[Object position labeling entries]
━━━━━━━━━━━━━━━━
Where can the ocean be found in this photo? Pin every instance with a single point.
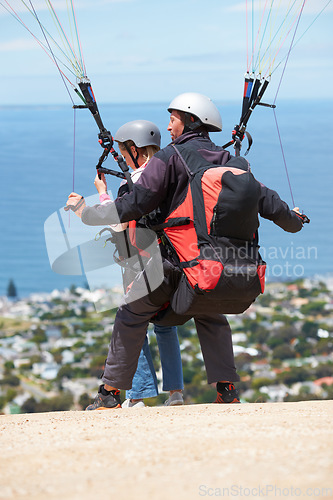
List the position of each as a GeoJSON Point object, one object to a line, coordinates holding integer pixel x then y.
{"type": "Point", "coordinates": [36, 169]}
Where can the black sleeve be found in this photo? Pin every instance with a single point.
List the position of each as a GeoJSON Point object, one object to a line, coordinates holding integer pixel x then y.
{"type": "Point", "coordinates": [271, 207]}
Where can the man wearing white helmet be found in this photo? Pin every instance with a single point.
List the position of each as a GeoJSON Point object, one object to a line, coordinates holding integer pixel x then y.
{"type": "Point", "coordinates": [164, 185]}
━━━━━━━━━━━━━━━━
**The request**
Quote every line of the entries above word for word, leaving the pictures out.

**Finished task**
Where can the ocean be found in this photo? Pin every instance with a single point.
List the position of each as a GeoJSON Point object, one object to a line, coordinates holding integer pixel x then y.
{"type": "Point", "coordinates": [36, 169]}
Where can the black sleeve be found in this photo? Pin every instance with a single point.
List the position of each as a GeoJSON Point object, one object to a line, coordinates holding integer pixel x then y.
{"type": "Point", "coordinates": [271, 207]}
Where can the man wearing white helmet be found in this photo? Pin every instance with a single point.
List the position of each as a GeoJSON Point object, one object to a line, coordinates holding integer pixel x then y.
{"type": "Point", "coordinates": [164, 185]}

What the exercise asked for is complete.